## WHAT IS EXPECTED
Leave out the pictures, and retype only the lines from the beginning of the material through the line that contains "in [196, 104].", including both.
-------
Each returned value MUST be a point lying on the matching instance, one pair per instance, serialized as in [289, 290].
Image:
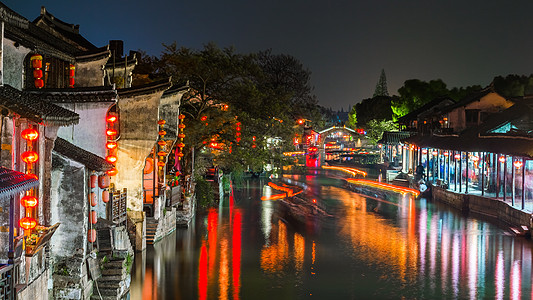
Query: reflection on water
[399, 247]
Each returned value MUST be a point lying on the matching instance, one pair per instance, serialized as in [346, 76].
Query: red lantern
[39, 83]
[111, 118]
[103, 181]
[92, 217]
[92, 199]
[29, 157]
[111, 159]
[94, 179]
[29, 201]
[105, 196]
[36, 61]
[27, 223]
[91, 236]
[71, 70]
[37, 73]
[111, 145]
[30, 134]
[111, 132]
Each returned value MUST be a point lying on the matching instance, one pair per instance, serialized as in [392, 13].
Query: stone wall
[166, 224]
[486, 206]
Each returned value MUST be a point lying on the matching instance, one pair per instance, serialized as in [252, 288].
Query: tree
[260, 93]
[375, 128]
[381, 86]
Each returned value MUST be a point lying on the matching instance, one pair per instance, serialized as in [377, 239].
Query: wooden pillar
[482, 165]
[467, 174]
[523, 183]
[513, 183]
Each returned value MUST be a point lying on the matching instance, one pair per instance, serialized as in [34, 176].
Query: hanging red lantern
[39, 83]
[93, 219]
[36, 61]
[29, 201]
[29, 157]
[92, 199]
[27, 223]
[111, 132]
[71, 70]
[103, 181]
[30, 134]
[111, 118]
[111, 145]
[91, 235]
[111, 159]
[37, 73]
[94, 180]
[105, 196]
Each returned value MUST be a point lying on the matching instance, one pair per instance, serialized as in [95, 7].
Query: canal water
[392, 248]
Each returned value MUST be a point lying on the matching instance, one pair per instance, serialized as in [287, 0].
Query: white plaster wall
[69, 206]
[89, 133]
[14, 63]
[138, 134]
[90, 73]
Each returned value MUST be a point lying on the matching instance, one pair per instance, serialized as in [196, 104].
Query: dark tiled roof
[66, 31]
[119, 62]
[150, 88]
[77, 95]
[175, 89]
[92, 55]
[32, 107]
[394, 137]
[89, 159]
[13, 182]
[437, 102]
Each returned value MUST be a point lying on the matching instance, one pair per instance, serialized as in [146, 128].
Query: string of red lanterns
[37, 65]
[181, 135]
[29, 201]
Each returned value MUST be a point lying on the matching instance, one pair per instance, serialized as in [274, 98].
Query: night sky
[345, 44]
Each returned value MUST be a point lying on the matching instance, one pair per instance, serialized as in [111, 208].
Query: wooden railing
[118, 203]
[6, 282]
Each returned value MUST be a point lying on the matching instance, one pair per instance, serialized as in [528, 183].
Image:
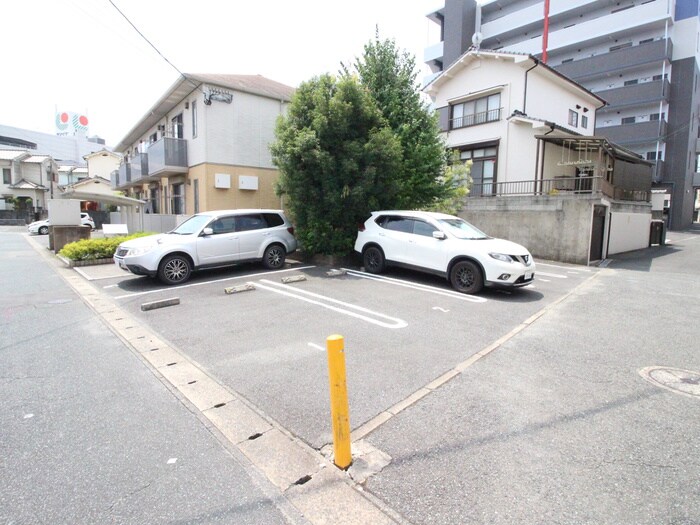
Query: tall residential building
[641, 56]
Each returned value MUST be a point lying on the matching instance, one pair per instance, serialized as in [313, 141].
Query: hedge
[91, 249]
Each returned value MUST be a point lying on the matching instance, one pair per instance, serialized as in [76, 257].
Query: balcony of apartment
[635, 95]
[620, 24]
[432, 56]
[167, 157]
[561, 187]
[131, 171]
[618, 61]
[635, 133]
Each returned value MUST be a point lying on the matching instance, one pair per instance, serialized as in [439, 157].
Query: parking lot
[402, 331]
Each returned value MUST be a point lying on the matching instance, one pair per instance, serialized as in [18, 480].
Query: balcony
-------
## REPLY TO THE TASK
Each returned value MUST be a point lying on the matching instance, one pair per instance, serialized as in [289, 290].
Image:
Query: reflection on water
[399, 247]
Each returned value MUST be a point lying on the matching instance, one pair per instance, serialized as in [346, 76].
Query: red lantern
[39, 83]
[111, 118]
[103, 181]
[92, 217]
[92, 199]
[29, 157]
[111, 159]
[94, 179]
[29, 201]
[105, 196]
[36, 61]
[27, 223]
[91, 236]
[71, 70]
[37, 73]
[111, 145]
[30, 134]
[111, 132]
Each returned value MUST be a point lying on the matching instance, one pair per instance, serialized as in [392, 13].
Query: stone wall
[166, 224]
[486, 206]
Each returned value MUST be a point lying on the matching instance, one pair per instance, serialized as in [252, 288].
Query: tree
[260, 93]
[375, 128]
[381, 86]
Each returned value MUST be a point lying on the matching instance, one pair per instance, serialized as in [377, 239].
Query: wooden pillar
[482, 165]
[467, 174]
[523, 183]
[513, 183]
Each returned value MUST be a point lying on the matching instance, one pair per instance, serialized as in [34, 176].
Query: hanging red lantern
[39, 83]
[93, 219]
[36, 61]
[29, 201]
[29, 157]
[92, 199]
[27, 223]
[111, 132]
[71, 70]
[103, 181]
[30, 134]
[111, 118]
[111, 145]
[91, 235]
[111, 159]
[37, 73]
[94, 180]
[105, 196]
Each returned value MUST be a point lying on the matching instance, one pair per instance, serialized as in [95, 7].
Query: canal water
[392, 248]
Each returned value MUST be a point lying on the matching instance, one pair per instance, serialized as in [287, 0].
Query: white plaster wall
[69, 206]
[89, 133]
[14, 63]
[138, 134]
[90, 73]
Each returned value MUST be a point lying on the matching instance, one pair per instance, serialized as in [196, 104].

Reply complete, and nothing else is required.